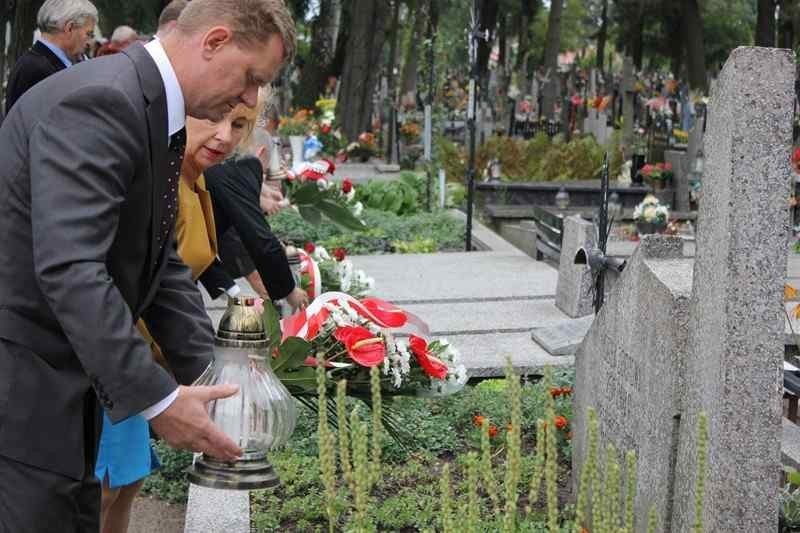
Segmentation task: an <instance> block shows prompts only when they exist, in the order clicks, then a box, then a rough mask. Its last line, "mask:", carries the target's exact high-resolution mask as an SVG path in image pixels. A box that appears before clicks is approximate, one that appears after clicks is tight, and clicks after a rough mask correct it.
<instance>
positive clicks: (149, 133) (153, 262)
mask: <svg viewBox="0 0 800 533" xmlns="http://www.w3.org/2000/svg"><path fill="white" fill-rule="evenodd" d="M122 53H124V54H126V55H128V56H129V57H130V58H131V59H132V60H133V62H134V64H135V65H136V70H137V72H138V73H139V82H140V84H141V86H142V90H143V92H144V97H145V100H146V102H147V128H148V131H149V135H150V138H149V144H150V175H151V179H152V182H153V184H152V188H151V190H152V195H151V198H150V201H151V213H152V216H151V220H150V256H149V264H148V268H149V270H148V276H147V280H148V282H149V281H151V280H152V279H153V277H154V276H155V273H156V270H157V267H158V265H159V264H160V263H161V261H160V257H159V252H161V250H159V249H158V233H157V230H158V228H159V227H160V225H161V217H162V216H163V213H162V205H163V203H162V202H161V197H162V196H163V195H164V194H165V193H166V188H167V180H166V179H165V176H164V172H165V170H166V166H167V149H168V142H167V139H168V120H167V93H166V91H165V89H164V82H163V81H162V79H161V74H160V73H159V71H158V68H157V67H156V64H155V62H154V61H153V59H152V58H151V57H150V54H149V53H147V51H146V50H145V49H144V46H142V45H140V44H134V45H131V46H128V47H127V48H126V49H125V50H123V52H122Z"/></svg>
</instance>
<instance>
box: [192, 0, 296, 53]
mask: <svg viewBox="0 0 800 533" xmlns="http://www.w3.org/2000/svg"><path fill="white" fill-rule="evenodd" d="M218 24H226V25H228V26H229V27H230V29H231V31H233V36H234V37H233V38H234V40H236V41H238V42H243V43H246V44H256V43H262V44H263V43H266V42H267V40H269V38H270V37H271V36H273V35H277V36H279V37H280V39H281V41H282V42H283V60H284V63H287V62H289V61H291V59H292V58H293V57H294V52H295V35H296V34H295V27H294V20H293V19H292V15H291V13H289V8H287V7H286V4H284V3H283V0H192V1H191V2H189V5H187V6H186V7H185V8H184V10H183V12H182V13H181V15H180V17H178V25H177V28H178V30H179V31H181V32H183V33H187V34H191V33H196V32H199V31H203V30H206V29H208V28H211V27H213V26H216V25H218Z"/></svg>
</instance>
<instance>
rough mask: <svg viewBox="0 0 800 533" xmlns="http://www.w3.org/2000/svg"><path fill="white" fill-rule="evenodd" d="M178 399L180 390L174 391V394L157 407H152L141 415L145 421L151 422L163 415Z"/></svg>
mask: <svg viewBox="0 0 800 533" xmlns="http://www.w3.org/2000/svg"><path fill="white" fill-rule="evenodd" d="M177 399H178V389H175V390H174V391H172V394H170V395H169V396H167V397H166V398H164V399H163V400H161V401H160V402H158V403H157V404H155V405H151V406H150V407H148V408H147V409H145V410H144V411H142V412H141V413H139V414H140V415H141V416H142V417H144V419H145V420H150V419H152V418H155V417H157V416H158V415H160V414H161V413H163V412H164V411H165V410H166V409H167V407H169V406H170V405H172V402H174V401H175V400H177Z"/></svg>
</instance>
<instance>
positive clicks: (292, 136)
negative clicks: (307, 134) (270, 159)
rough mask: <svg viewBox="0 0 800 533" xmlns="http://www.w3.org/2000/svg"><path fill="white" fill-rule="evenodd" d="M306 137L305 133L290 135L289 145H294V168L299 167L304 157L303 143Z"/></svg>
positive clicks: (293, 152)
mask: <svg viewBox="0 0 800 533" xmlns="http://www.w3.org/2000/svg"><path fill="white" fill-rule="evenodd" d="M305 140H306V138H305V136H304V135H290V136H289V145H290V146H291V147H292V168H297V167H298V166H299V165H300V163H302V162H303V161H304V159H303V143H304V142H305Z"/></svg>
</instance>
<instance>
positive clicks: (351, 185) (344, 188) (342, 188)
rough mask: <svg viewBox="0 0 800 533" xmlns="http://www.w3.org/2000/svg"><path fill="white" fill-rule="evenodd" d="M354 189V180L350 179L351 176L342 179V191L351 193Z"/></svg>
mask: <svg viewBox="0 0 800 533" xmlns="http://www.w3.org/2000/svg"><path fill="white" fill-rule="evenodd" d="M352 190H353V182H352V181H350V178H345V179H343V180H342V192H343V193H345V194H349V193H350V191H352Z"/></svg>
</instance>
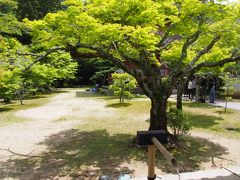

◆ ◆ ◆ ◆ ◆ ◆ ◆

> _Work required_:
Output every entry word for word, but omit the pictures.

> _Result of the exercise_:
Segmentation task: an <instance> block shows prompts only when they exist, in the order clicks, then a box, then a rough mask. Its last line, "mask:", carries the target's exact high-resolution mask as an SVG path in image pixels. A box that appears before clicks is approximate, one that appears after clicks is tight, and clicks after a rough mask correct it.
<instance>
positive clicks: (149, 133) (153, 262)
mask: <svg viewBox="0 0 800 533" xmlns="http://www.w3.org/2000/svg"><path fill="white" fill-rule="evenodd" d="M122 53H124V54H126V55H128V56H129V57H130V58H131V59H132V60H133V62H134V64H135V65H136V70H137V72H138V73H139V82H140V84H141V86H142V90H143V92H144V97H145V100H146V102H147V128H148V131H149V135H150V138H149V144H150V175H151V179H152V182H153V184H152V188H151V190H152V195H151V198H150V201H151V213H152V216H151V220H150V256H149V264H148V268H149V270H148V276H147V280H148V282H149V281H151V280H152V279H153V277H154V276H155V273H156V270H157V267H158V265H159V264H160V263H161V261H160V257H159V252H161V250H159V249H158V233H157V230H158V228H159V227H160V225H161V217H162V216H163V213H162V205H163V203H162V202H161V197H162V196H163V195H164V194H165V193H166V188H167V180H166V179H165V176H164V172H165V170H166V166H167V149H168V142H167V139H168V120H167V93H166V91H165V89H164V82H163V81H162V79H161V74H160V73H159V71H158V68H157V67H156V64H155V62H154V61H153V59H152V58H151V57H150V54H149V53H147V51H146V50H145V49H144V46H142V45H140V44H134V45H131V46H128V47H127V48H126V49H125V50H123V52H122Z"/></svg>
</instance>
<instance>
box: [192, 0, 296, 53]
mask: <svg viewBox="0 0 800 533" xmlns="http://www.w3.org/2000/svg"><path fill="white" fill-rule="evenodd" d="M218 24H226V25H228V26H229V27H230V29H231V31H233V36H234V37H233V38H234V40H236V41H238V42H243V43H246V44H256V43H262V44H263V43H266V42H267V40H269V38H270V37H271V36H273V35H277V36H279V37H280V39H281V41H282V42H283V60H284V63H287V62H289V61H291V59H292V58H293V57H294V52H295V35H296V34H295V27H294V20H293V19H292V15H291V13H289V8H287V7H286V4H284V3H283V0H192V1H191V2H189V5H187V6H186V7H185V8H184V10H183V12H182V13H181V15H180V17H178V25H177V28H178V30H179V31H181V32H183V33H187V34H191V33H196V32H199V31H203V30H206V29H208V28H211V27H213V26H216V25H218Z"/></svg>
</instance>
<instance>
rough mask: <svg viewBox="0 0 800 533" xmlns="http://www.w3.org/2000/svg"><path fill="white" fill-rule="evenodd" d="M178 399L180 390L174 391V394L157 407H152L141 415L145 421L151 422L163 415Z"/></svg>
mask: <svg viewBox="0 0 800 533" xmlns="http://www.w3.org/2000/svg"><path fill="white" fill-rule="evenodd" d="M177 399H178V389H175V390H174V391H172V394H170V395H169V396H167V397H166V398H164V399H163V400H161V401H160V402H158V403H157V404H155V405H151V406H150V407H148V408H147V409H145V410H144V411H142V412H141V413H139V414H140V415H141V416H142V417H144V419H145V420H150V419H152V418H155V417H157V416H158V415H160V414H161V413H163V412H164V411H165V410H166V409H167V407H169V406H170V405H172V402H174V401H175V400H177Z"/></svg>
</instance>
<instance>
positive clicks: (292, 136)
negative clicks: (307, 134) (270, 159)
rough mask: <svg viewBox="0 0 800 533" xmlns="http://www.w3.org/2000/svg"><path fill="white" fill-rule="evenodd" d="M306 137L305 133L290 135L289 145H294V168L299 167L304 157L303 143Z"/></svg>
positive clicks: (293, 152)
mask: <svg viewBox="0 0 800 533" xmlns="http://www.w3.org/2000/svg"><path fill="white" fill-rule="evenodd" d="M305 140H306V138H305V136H304V135H290V136H289V145H290V146H291V147H292V168H297V167H298V166H299V165H300V163H302V162H303V161H304V159H303V143H304V142H305Z"/></svg>
</instance>
<instance>
positive clicks: (351, 185) (344, 188) (342, 188)
rough mask: <svg viewBox="0 0 800 533" xmlns="http://www.w3.org/2000/svg"><path fill="white" fill-rule="evenodd" d="M354 189V180L350 179L351 176L342 179V191L351 193Z"/></svg>
mask: <svg viewBox="0 0 800 533" xmlns="http://www.w3.org/2000/svg"><path fill="white" fill-rule="evenodd" d="M352 190H353V182H352V181H350V178H345V179H343V180H342V192H343V193H345V194H349V193H350V191H352Z"/></svg>
</instance>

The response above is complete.